— What is required —
Print the lines of the material below unchanged, beginning at the line that contains "Locate the denim" and stopping after the line that contains "237), (369, 226)]".

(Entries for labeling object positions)
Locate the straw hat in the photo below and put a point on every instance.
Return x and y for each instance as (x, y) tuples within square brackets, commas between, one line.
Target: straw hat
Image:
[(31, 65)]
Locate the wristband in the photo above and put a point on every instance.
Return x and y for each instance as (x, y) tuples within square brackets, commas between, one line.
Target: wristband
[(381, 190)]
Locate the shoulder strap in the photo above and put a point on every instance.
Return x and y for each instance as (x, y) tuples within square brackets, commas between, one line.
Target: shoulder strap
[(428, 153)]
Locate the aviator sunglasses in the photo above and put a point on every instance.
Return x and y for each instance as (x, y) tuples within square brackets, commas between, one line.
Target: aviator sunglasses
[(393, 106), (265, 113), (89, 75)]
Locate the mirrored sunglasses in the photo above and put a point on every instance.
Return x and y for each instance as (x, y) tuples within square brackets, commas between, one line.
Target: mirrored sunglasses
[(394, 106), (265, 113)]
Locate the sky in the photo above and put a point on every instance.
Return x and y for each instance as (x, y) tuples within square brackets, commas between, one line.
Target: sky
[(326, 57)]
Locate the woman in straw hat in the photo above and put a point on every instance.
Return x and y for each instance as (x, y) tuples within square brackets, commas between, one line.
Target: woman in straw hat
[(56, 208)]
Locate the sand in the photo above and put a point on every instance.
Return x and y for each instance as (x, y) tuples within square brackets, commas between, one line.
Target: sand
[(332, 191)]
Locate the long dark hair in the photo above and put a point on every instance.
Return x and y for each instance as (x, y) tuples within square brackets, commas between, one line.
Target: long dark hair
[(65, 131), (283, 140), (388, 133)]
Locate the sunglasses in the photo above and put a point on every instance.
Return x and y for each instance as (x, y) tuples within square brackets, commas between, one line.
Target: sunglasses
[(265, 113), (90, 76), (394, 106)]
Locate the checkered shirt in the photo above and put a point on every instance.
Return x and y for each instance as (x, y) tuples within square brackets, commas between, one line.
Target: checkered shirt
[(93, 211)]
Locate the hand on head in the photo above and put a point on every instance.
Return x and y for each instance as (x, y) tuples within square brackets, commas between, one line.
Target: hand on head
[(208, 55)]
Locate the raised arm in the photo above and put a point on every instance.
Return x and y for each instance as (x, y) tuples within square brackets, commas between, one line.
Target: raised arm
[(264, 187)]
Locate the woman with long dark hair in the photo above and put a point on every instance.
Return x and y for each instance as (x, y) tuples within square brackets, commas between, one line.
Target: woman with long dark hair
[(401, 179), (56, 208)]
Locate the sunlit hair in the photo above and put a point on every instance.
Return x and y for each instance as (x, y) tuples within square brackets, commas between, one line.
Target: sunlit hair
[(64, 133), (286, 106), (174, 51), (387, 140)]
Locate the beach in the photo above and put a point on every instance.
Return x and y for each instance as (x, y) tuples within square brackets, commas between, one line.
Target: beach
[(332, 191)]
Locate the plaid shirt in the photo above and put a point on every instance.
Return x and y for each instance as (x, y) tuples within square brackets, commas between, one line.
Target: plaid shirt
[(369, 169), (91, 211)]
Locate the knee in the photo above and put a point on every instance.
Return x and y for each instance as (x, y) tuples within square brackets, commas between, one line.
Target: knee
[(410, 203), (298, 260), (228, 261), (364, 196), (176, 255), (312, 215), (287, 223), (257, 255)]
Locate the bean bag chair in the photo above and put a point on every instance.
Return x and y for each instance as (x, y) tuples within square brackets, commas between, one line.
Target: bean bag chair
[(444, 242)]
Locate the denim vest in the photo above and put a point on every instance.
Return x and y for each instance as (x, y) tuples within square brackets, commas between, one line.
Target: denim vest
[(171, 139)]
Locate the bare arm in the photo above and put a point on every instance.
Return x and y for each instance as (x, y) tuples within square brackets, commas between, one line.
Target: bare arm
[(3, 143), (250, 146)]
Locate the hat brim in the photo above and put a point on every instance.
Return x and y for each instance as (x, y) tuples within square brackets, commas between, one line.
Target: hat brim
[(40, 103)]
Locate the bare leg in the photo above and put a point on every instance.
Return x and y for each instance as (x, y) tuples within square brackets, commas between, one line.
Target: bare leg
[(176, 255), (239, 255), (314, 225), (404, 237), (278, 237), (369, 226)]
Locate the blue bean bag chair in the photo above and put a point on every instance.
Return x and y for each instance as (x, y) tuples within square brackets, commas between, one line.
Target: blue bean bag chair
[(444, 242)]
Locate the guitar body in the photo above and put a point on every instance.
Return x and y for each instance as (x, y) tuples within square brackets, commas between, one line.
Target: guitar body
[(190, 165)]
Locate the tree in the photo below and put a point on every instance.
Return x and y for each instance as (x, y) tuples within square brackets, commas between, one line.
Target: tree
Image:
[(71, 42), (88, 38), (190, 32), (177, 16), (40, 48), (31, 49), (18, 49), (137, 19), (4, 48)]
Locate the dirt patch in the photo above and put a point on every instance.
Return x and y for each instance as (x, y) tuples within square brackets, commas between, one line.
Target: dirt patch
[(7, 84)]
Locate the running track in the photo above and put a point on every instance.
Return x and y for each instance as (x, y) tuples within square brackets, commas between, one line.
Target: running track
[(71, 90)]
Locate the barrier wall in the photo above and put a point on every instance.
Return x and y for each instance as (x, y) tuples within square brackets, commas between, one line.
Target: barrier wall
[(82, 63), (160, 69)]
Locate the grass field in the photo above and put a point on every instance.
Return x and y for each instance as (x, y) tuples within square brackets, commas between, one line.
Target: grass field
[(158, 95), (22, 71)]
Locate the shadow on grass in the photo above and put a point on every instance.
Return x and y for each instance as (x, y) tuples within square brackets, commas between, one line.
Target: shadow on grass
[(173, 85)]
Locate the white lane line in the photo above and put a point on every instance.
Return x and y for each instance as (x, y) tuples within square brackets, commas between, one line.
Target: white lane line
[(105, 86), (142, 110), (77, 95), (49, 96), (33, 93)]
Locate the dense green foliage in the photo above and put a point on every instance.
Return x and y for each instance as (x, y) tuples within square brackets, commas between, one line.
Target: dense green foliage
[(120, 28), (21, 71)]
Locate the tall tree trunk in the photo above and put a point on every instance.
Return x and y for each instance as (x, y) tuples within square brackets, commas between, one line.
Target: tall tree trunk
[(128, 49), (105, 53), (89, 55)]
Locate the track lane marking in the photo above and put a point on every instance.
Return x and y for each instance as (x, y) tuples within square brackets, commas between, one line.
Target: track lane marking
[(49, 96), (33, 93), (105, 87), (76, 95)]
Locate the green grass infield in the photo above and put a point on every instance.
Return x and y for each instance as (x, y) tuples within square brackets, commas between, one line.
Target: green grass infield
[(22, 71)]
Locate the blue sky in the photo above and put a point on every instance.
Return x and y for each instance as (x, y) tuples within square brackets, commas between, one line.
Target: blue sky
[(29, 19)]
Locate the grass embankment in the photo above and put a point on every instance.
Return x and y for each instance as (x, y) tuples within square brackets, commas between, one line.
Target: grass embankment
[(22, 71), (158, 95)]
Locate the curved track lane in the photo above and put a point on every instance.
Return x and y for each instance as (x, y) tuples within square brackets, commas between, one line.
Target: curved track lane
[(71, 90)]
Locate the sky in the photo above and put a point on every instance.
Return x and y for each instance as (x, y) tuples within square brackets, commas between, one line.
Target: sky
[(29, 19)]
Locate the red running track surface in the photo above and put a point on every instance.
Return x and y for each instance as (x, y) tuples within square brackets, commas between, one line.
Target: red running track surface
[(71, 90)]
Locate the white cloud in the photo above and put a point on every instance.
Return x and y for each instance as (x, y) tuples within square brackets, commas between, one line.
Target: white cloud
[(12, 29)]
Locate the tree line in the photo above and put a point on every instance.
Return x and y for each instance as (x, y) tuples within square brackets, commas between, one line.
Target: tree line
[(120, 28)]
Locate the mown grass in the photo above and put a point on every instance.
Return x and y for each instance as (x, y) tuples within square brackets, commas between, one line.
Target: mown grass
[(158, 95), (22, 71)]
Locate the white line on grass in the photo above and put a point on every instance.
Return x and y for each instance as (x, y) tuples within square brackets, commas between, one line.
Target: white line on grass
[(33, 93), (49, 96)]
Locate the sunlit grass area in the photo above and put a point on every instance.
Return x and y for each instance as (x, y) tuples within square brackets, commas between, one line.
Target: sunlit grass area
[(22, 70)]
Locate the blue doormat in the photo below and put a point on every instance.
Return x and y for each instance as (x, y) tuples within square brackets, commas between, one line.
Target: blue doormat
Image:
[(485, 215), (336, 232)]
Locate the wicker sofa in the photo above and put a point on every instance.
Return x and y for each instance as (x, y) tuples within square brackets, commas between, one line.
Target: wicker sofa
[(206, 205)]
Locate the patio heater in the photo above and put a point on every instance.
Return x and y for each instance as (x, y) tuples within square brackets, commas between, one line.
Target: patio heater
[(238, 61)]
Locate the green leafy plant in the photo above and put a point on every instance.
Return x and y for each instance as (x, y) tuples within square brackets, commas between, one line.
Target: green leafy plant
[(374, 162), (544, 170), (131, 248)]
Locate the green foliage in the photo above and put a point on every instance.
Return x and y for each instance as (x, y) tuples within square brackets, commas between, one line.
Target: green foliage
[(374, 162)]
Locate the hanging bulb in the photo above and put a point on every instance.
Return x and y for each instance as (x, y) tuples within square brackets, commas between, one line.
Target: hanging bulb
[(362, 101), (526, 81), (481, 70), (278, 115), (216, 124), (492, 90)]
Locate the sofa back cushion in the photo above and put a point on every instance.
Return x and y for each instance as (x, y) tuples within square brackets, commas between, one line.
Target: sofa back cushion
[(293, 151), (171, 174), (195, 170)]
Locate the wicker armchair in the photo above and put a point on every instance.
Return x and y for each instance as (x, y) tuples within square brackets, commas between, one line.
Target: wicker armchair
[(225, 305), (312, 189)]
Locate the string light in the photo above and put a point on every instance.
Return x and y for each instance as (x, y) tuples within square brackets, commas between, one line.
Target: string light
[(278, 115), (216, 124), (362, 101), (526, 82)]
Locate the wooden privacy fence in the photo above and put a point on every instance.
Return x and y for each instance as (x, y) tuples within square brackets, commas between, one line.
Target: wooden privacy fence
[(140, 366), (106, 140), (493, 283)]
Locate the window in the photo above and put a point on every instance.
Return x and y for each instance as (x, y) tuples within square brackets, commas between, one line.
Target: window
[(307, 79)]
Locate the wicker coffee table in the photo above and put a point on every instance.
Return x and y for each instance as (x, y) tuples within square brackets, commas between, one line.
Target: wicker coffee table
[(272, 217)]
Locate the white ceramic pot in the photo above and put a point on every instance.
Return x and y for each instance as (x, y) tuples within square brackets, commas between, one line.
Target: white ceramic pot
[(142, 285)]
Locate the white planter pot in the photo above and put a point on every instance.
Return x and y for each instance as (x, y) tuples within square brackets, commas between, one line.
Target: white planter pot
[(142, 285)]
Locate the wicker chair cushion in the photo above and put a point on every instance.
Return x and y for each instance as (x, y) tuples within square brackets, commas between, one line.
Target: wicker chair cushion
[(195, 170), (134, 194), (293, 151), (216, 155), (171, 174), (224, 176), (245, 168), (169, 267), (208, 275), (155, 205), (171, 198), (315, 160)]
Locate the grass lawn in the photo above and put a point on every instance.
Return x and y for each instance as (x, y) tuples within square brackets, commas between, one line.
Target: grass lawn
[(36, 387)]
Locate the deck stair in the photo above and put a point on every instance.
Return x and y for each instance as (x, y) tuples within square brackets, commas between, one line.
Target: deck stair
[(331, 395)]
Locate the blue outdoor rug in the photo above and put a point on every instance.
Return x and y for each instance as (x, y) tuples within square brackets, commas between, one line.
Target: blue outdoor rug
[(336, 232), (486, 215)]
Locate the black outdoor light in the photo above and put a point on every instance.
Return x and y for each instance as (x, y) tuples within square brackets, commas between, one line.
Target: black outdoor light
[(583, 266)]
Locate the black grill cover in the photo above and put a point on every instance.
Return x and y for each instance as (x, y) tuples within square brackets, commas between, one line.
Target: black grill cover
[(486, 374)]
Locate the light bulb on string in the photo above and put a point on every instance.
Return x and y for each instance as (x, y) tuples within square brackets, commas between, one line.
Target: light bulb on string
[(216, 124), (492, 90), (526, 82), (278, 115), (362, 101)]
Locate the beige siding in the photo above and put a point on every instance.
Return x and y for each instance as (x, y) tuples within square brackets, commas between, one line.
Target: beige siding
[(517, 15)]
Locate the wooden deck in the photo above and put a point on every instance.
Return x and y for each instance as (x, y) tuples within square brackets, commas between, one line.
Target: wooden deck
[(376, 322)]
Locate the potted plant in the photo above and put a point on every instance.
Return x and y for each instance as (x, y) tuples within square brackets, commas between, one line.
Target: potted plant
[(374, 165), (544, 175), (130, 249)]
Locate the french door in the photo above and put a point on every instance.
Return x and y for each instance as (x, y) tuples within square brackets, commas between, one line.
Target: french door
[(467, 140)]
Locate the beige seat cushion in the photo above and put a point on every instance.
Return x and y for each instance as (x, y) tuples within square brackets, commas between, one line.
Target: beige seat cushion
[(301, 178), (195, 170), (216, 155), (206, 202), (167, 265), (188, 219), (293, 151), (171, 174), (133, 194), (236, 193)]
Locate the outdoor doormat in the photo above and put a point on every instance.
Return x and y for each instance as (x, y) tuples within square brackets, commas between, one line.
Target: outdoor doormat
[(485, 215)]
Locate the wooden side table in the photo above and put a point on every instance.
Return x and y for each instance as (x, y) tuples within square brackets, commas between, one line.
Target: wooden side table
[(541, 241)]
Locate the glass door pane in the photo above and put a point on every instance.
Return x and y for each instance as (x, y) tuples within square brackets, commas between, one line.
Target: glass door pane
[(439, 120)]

— Task answer —
Locate the denim vest in the photo above and put a point on every instance.
Return x and y for each instance as (x, y) tuples within square brackets, commas between, one line.
Target: denim vest
[(171, 139)]
Locate the bare arm in the photo above and put a point on every instance.
Return x and y for each instance as (x, y) tuples within square brackets, commas between, one line.
Target: bare arm
[(3, 143), (250, 146)]
Locate the hat brim in the photo above and put a point on every instance.
Return x and y for each instance as (x, y) tuples within square brackets, commas between, one line.
Target: hat brim
[(40, 103)]
Locate the bare leg in the photo above and put a point on every instance.
Return x and y for each instance as (x, y) tuples within square brackets, commas between, one line.
Target: bare leg
[(176, 255), (239, 255), (314, 225), (404, 237), (278, 237), (369, 226)]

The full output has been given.